Instructions to follow: In the copy, include every entry exactly but none of the images.

··· Information shown ···

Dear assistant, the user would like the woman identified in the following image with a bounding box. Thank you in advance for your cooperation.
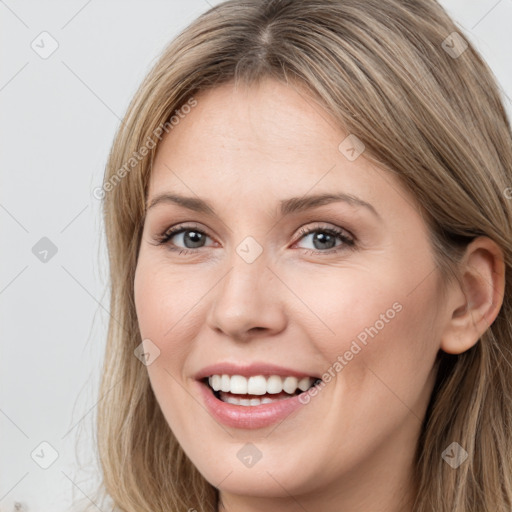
[86,0,512,510]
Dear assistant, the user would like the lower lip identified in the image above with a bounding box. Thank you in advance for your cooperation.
[196,380,308,429]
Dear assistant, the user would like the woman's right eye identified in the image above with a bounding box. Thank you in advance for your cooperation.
[156,224,215,254]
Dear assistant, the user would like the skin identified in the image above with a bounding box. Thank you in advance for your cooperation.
[133,78,505,512]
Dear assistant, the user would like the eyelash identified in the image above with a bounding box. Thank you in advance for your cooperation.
[154,222,356,257]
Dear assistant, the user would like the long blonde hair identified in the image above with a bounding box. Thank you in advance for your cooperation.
[81,1,512,510]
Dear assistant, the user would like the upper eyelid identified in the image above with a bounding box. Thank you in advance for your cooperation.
[297,223,353,238]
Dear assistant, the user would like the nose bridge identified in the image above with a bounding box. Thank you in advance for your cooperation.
[216,241,269,314]
[206,237,286,339]
[221,228,269,295]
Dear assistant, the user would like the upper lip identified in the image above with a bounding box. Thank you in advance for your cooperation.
[194,362,320,381]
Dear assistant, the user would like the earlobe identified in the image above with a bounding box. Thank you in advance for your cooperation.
[440,236,506,355]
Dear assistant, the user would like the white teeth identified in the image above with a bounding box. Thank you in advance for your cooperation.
[247,375,267,395]
[207,374,315,395]
[298,376,312,391]
[211,375,221,391]
[221,374,231,392]
[222,394,290,406]
[266,375,283,394]
[283,376,298,394]
[230,375,248,394]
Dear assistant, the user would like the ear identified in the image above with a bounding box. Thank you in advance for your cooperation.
[440,236,506,355]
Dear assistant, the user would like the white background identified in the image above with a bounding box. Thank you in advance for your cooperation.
[1,1,511,510]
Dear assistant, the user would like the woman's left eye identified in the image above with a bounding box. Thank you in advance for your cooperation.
[154,223,355,256]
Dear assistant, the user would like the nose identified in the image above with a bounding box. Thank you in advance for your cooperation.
[206,251,287,342]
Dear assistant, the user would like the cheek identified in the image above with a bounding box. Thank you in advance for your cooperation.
[133,261,199,432]
[134,258,203,340]
[291,262,440,392]
[134,258,218,389]
[134,259,158,337]
[328,280,441,424]
[282,265,401,356]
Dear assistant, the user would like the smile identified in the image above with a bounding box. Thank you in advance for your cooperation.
[197,372,322,429]
[207,374,319,406]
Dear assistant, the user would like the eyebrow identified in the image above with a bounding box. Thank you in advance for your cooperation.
[146,192,381,219]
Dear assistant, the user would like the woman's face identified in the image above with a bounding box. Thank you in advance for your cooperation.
[134,78,448,506]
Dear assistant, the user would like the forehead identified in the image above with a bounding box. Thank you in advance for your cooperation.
[147,79,418,224]
[152,81,366,187]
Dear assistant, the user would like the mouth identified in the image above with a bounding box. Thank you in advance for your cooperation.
[202,374,322,406]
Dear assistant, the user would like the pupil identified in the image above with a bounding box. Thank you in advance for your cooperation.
[314,232,335,250]
[185,230,204,248]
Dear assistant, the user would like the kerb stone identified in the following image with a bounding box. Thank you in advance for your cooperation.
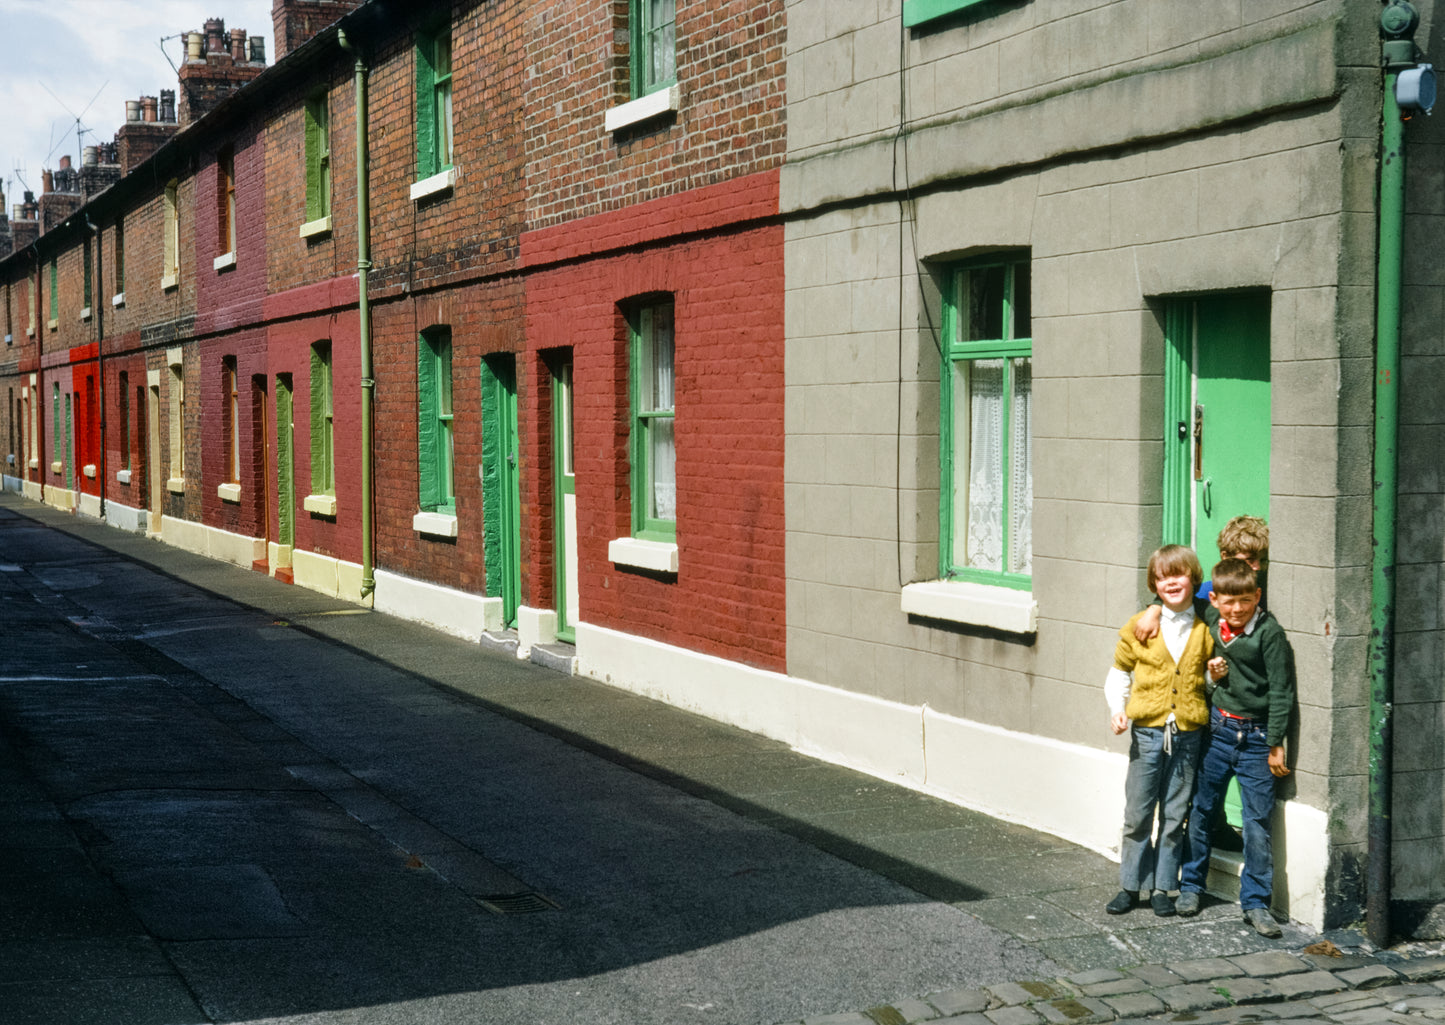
[985,1005,1044,1025]
[1229,951,1309,978]
[1220,976,1284,1004]
[990,982,1073,1006]
[1272,970,1345,999]
[1396,958,1445,984]
[1128,965,1185,987]
[1080,978,1149,998]
[1157,984,1233,1012]
[1102,992,1166,1018]
[1172,958,1249,983]
[929,989,992,1016]
[1035,997,1113,1025]
[1337,965,1401,990]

···

Solution for this problem:
Dear assistant, the user would like the woman identified in the following image with a bounding box. Thank you in advance for your cooperation.
[86,0,512,510]
Dear assistant, the user would like the lower lip identified in the image above with a bounding box. Thank you in advance for your cooperation.
[196,380,308,429]
Dear assistant, the user would like the woman's right eye identified in the image above with a bounding box. Thank you in advance for your cooperation.
[156,224,215,254]
Dear assistant, the user would like the skin identified in the image above with a bounding box. Thank you in advance for your cooperation.
[133,78,505,512]
Dear assistant, the user would like the eyelash identified in the image above with a bounding box. Thank you in advance for your cooperation.
[154,222,356,257]
Dear assistant, the user would like the long blonde hair identified in the image above with a bounding box. Thank you in advance for your cooperation.
[81,1,512,510]
Dear assistant, the user would like the upper eyelid identified in the image above with a bounding box. Thank you in advance for your cooperation.
[297,223,353,238]
Dear assistant, the user would like the nose bridge identified in the image above with a bounding box. Thank you in advance for your cooperation.
[216,241,269,314]
[206,237,286,339]
[221,228,269,295]
Dear assistant, the user would like the upper lip identified in the image above with a bounding box. Thank you in advance for your cooperation.
[194,362,320,381]
Dear assistant, the user would like the earlobe identified in the image above with a bounding box. Thank you in advance for your cooperation.
[440,236,506,355]
Dear assistant, the user would like the white teeth identified in the image above with a bounding box. Thank you in advance for your cooperation.
[247,375,267,395]
[207,374,315,395]
[298,376,312,391]
[211,375,221,391]
[221,374,231,392]
[222,394,290,406]
[266,375,283,394]
[283,376,298,394]
[230,375,248,394]
Dear assistant, the user would like the ear identified in the image above with a bounding box. Thank you in advance for your cooperation.
[440,236,506,355]
Dear assistant, the user would like the white background identified in the image above with a bounding box. Thank you in advance for your cooperation.
[1,1,511,510]
Dear assistant, the user would like the woman's left eye identified in the image above with a bounding box. Thank you in advance for your cooperation.
[154,223,355,256]
Dear assistant, the user would like the nose identified in the image above with a bounding box. Thank you in advance for your cooperation.
[206,251,287,342]
Dear assistant, the user would like the cheek identified in the image above with a bounding box. Thank you in advance for your cooperation.
[133,261,199,432]
[134,258,203,340]
[291,262,440,392]
[134,258,218,389]
[134,259,158,337]
[328,280,441,424]
[282,265,401,356]
Dear assistant, the user would like the smile identified in the image above with a bounding box. Thank you in advance for your cooperation.
[197,372,322,429]
[207,374,319,406]
Dear assistant, the user would like the eyebrow identified in the image above with a bounding box. Thank you in advance for your cooperation.
[146,192,381,219]
Dear assistant, the user would like the woman's face identified in the image above with a bounding box. Thank you in advance for your cooperation.
[134,78,448,506]
Dear assistant, the user would like the forehead identified in the image above with a bounding box. Thank you in advance for your cooperation.
[147,79,418,224]
[152,81,366,187]
Dear assistant, the user would like the mouth identified in the image above with a bounding box. Thank you in advance for your cooperation.
[202,374,322,406]
Dear assistant, the user would like the pupil identified in the image above with a bounding box. Thank you in advance for your cooperation.
[314,232,335,250]
[185,230,204,248]
Dear assistant, the user would like the kerb stone identified in the following image with a bounding box. Thank you in advance for your cooperation.
[985,1005,1044,1025]
[1229,951,1309,978]
[1220,976,1284,1004]
[990,982,1073,1006]
[1272,970,1345,999]
[1396,958,1445,984]
[1128,965,1185,987]
[1080,978,1149,998]
[1157,984,1233,1012]
[1102,992,1166,1018]
[1172,958,1249,983]
[929,989,992,1016]
[1035,997,1113,1025]
[1337,965,1401,990]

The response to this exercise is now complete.